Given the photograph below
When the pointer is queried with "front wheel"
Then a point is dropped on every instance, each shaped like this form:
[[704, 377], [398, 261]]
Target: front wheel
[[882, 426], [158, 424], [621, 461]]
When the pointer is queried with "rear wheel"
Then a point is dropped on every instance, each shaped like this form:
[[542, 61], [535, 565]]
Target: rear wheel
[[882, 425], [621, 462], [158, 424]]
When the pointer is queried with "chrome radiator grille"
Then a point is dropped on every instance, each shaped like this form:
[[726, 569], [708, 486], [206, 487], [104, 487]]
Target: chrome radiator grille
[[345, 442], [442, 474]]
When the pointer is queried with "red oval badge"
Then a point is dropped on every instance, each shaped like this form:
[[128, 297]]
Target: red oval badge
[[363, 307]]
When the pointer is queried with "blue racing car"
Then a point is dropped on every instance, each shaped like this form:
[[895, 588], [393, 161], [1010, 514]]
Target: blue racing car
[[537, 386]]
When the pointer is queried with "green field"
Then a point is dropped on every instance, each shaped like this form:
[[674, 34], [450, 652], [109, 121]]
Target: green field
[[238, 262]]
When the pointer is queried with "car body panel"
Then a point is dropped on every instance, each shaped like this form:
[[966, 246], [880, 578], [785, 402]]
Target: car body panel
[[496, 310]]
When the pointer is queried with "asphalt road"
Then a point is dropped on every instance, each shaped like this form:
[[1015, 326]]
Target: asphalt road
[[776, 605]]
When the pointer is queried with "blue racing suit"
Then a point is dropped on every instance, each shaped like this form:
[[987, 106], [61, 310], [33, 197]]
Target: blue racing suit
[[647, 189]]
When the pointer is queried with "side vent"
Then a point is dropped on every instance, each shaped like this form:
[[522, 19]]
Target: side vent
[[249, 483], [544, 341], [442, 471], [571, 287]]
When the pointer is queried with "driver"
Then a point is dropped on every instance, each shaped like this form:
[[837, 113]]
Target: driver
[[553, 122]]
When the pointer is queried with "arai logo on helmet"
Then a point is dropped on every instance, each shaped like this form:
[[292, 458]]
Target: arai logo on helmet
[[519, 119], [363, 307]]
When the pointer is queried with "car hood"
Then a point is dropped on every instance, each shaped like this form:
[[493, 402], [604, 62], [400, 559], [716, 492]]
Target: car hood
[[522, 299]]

Task to carry out →
Reproduce the material above in full, swapping each occurrence of "pointer" for "marker" and leaving every other character as it stands.

Task answer →
Given the photograph below
When the marker is queried with "front wheel"
Then a point is dropped on every instance, each shaped like this form:
[[704, 377], [398, 261]]
Target: front wheel
[[882, 426], [158, 424], [621, 461]]
When the marker is queried with "rear wheel"
Then a point is dropped on every instance, each shaped like this form:
[[542, 61], [535, 565]]
Target: rear wheel
[[882, 425], [621, 462], [158, 424]]
When the marker is queried with "chrome radiator grille"
Then a point is dropped on every instance, each shaped like this form:
[[726, 569], [708, 486], [206, 487], [104, 487]]
Target: chrome radiator grille
[[345, 442], [442, 474]]
When the marker is queried with "red oval badge"
Then a point is dropped on every instance, each shaped like this form:
[[128, 297]]
Target: red oval badge
[[363, 307]]
When the marker is queried with "blue racing car"
Then a point is dropped on every instance, each shaped like this form:
[[895, 588], [393, 161], [1010, 514]]
Target: blue racing car
[[537, 386]]
When the marker is queried with "green field"
Then a point is dropped on every instance, each shaped like this form:
[[674, 34], [450, 652], [109, 121]]
Target: green field
[[238, 262]]
When the marker is queried with "car body panel"
Then a point is dropped on every instance, each shaped like this form:
[[966, 246], [880, 578], [785, 402]]
Target: car body panel
[[496, 310]]
When the marker is queried with "asphalt road"
Then a point is dropped on every instance, each shaped like this form:
[[1015, 326]]
Target: asphalt road
[[776, 605]]
When the marker is queried with "blue racing suit"
Then a point is dropped on every instance, each shaped like this form:
[[987, 106], [61, 310], [33, 197]]
Target: blue racing suit
[[647, 189]]
When the marker is queried with "side vent"
Then a point is dropped on every instance, each shaped like this form:
[[522, 19]]
Target: side vent
[[249, 483], [544, 341], [442, 471], [571, 287]]
When the marker is queried with "driver"
Then a point is dropped on every instance, each shaped like this form:
[[837, 113]]
Target: driver
[[553, 122]]
When the marker is queried with "arai logo on helmet"
Then a point is dropped on every instance, each shaped like this form:
[[292, 458]]
Target: arai logo on helmet
[[519, 119], [363, 307]]
When the marker is queried with "car hood"
Then a point is dropped on every instance, each shaped like this form:
[[493, 402], [604, 62], [400, 559], [716, 492]]
Target: car hood
[[522, 299]]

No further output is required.